Instructions for the task
Continue the passage below on how attorneys put a dollar value on pain and suffering in injury cases, picking up after its final sentence.

NAMING A NUMBER
It’s easy to come up with a number for the actual costs of your medical care. Doctors’ bills are black and white. “When trying to determine what value to seek in a personal injury lawsuit, I take into account the degree and severity of the client’s pain. Everybody is different and experiences pain differently. I must fully evaluate how the injury has affected the client and also keep in mind how the jury will relate,” Brad says.
While there is no formula and certainly no standardized calculation for pain and suffering, attorneys use a system to calculate the economic and general damages associated with a settlement. The two most common are the multiplier method and the per diem approach.
The multiplier method is a process by which an actuary takes a client’s economic damages (such as lost wages and medical bills) and multiples them by a number as small as 1.5 and as large as five. An actuary might multiply the number by five in the case of gross negligence but will use a smaller number if the injuries are not as serious. Other factors that affect the multiplier are your likelihood for a speedy and complete recovery as well as the impact on your daily activities. The multiplier method is the most common form of calculating general damages because it is the same process most insurance companies use.
Less common is the “per diem” method of calculating pain and suffering. This process gets its name from the Latin phrase meaning “each day.” It relies on demanding a certain dollar amount for every day you experience pain as a result of your accident.
Lawyers often disagree on the appropriate way to set a dollar amount for each day of suffering. If you miss a significant amount of work as the result of your accident, the best approach may be to use your daily earnings as a starting point. This method is fine for clear-cut cases, but when it comes to long-term pain, permanently disabling injuries, or inability to earn an income, this calculation is not effective.

Records supplied
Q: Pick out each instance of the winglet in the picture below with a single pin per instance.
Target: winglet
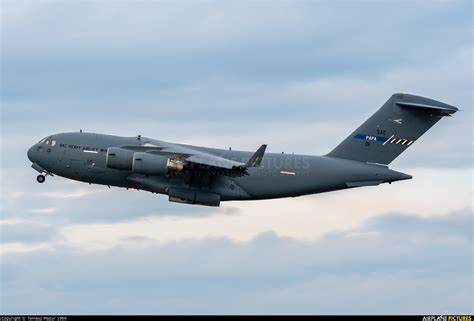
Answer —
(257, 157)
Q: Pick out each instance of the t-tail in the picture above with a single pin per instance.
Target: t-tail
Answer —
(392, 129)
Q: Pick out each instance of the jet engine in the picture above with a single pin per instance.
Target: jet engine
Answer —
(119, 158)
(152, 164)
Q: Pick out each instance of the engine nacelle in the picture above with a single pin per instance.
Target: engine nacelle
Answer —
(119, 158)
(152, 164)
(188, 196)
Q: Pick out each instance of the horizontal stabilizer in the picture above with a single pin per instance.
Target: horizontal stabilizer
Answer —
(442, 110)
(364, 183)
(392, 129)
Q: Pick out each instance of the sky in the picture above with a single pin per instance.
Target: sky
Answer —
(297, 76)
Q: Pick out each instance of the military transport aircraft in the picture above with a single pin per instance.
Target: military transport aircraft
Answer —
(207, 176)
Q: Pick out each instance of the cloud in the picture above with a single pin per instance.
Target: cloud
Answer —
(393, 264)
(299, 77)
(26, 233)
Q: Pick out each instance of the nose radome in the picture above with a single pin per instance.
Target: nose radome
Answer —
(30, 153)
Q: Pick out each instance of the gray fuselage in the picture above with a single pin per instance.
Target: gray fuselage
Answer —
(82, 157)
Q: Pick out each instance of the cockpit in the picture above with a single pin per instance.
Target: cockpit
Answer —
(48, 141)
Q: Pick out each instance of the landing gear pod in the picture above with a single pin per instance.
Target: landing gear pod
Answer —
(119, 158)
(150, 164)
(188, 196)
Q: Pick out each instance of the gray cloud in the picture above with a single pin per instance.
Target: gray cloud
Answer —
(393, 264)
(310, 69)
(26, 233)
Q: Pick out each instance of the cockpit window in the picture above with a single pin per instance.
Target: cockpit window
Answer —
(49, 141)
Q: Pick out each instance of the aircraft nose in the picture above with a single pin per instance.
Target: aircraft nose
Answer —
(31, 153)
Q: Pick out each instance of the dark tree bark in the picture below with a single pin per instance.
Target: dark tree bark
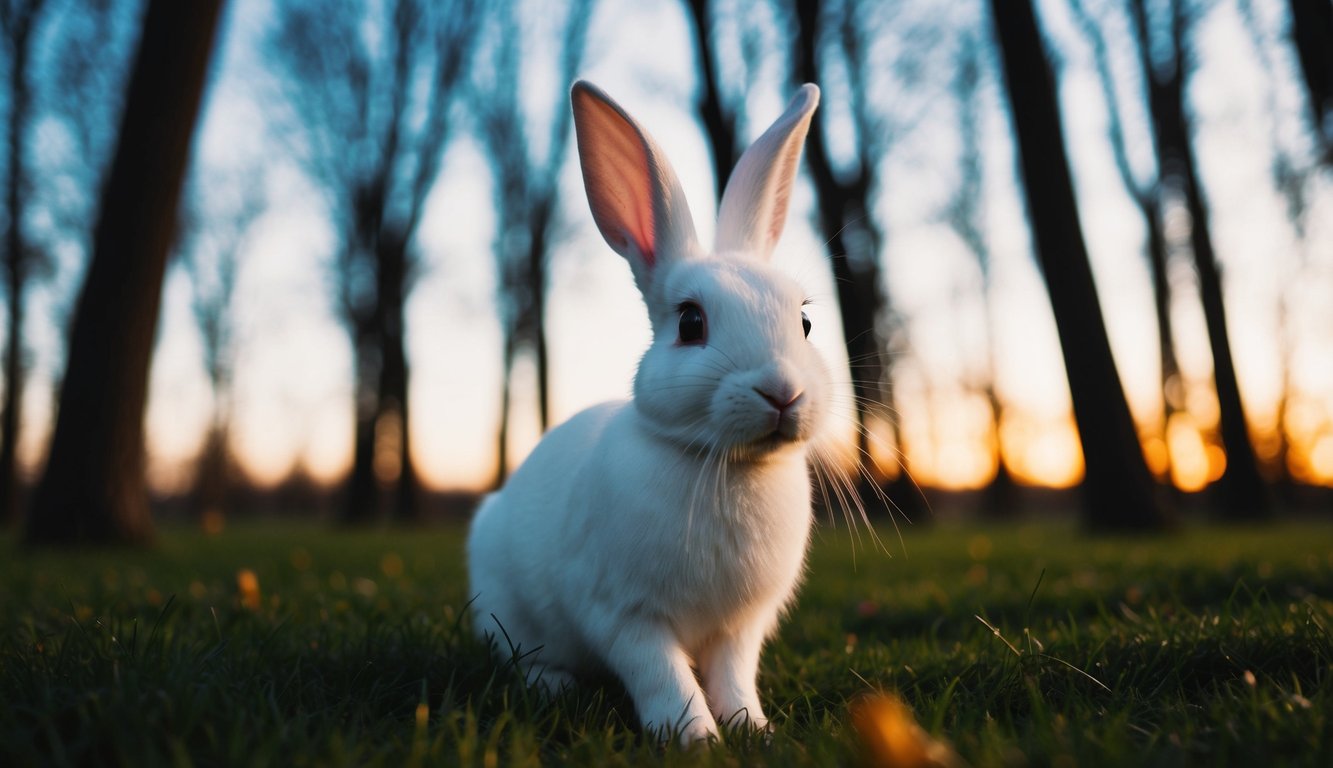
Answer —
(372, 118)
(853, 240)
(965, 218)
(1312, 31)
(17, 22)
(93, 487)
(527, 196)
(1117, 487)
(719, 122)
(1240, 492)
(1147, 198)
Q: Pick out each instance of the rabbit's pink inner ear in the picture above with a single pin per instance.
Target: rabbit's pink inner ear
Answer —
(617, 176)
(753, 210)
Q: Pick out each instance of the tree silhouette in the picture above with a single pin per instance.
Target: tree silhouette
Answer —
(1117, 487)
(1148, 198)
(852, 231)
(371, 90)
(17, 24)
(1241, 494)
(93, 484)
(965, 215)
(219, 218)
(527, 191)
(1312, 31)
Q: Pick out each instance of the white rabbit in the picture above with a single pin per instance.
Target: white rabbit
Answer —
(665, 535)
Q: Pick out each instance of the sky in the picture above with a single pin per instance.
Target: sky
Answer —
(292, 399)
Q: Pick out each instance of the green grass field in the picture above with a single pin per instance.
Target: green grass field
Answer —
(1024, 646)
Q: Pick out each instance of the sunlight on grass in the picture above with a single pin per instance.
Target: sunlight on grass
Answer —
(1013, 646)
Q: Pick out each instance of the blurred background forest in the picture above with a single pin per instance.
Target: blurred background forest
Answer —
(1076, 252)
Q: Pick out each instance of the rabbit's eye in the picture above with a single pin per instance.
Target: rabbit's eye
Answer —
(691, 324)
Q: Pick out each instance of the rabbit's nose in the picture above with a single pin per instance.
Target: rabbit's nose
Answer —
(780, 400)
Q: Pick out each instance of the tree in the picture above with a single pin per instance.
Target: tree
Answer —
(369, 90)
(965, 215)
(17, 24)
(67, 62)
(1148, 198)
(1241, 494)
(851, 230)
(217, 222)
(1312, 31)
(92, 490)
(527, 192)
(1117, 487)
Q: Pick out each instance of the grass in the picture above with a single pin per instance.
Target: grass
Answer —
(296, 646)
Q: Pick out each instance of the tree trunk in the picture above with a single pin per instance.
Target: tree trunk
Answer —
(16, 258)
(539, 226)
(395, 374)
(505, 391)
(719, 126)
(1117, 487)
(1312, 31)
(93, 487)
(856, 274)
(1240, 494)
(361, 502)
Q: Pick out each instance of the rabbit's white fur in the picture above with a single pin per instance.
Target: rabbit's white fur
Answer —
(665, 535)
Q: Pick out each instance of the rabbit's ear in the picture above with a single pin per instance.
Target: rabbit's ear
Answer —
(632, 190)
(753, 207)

Output of the exercise
THE HUMAN FACTOR
In a case, there are many considerations when a judge/jury may award a client compensation for his or her pain and suffering. They may include:
- The amount and duration of the pain you suffered
- The disruption of your daily life
- Recklessness or negligence on the part of the responsible party
- Added stress and worry
- Loss of consortium or missing out on benefits of a family relationship
- Loss of enjoyment due to long-term effects from the injury
- Emotional turmoil
“There are three roadblocks that I commonly run into during trial: Jurors, insurance adjustors and objective findings. It’s often difficult to convince a jury about the degree of pain and suffering, especially if they have a preconceived notion that mental anguish isn’t a real thing. Most insurance adjustors understand that, therefore the settlement offers are tempered based on that fact. When clients fail to document EVERYTHING, it also creates a problem. They need to be keeping track of every doctor or counselor visit and what medications they are taking,” Brad says.
In addition to medical records, Brad stresses the importance of keeping a diary. “You need to document what you are going through on a day-to-day basis. I will often include loved ones in a case so they can describe what they have observed in how the injury has affected the client’s everyday life.”
There is no certainty or guarantee that a client will get an amount they think they deserve for his or her pain. It is the jury’s job (or the judge if there is no jury) to determine what is fair, which is often based on their own life experiences. This subjectivity means that damages can vary greatly from case to case even if the underlying injury is the same.
pain and suffering
n. the physical and mental distress suffered from an injury, including actual broken bones and internal ruptures, but also the aches, pain, temporary and permanent limitations on activity, potential shortening of life, depression and embarrassment from scarring, all of which are part of the "general damages" recoverable by someone injured by another's negligence or intentional attack.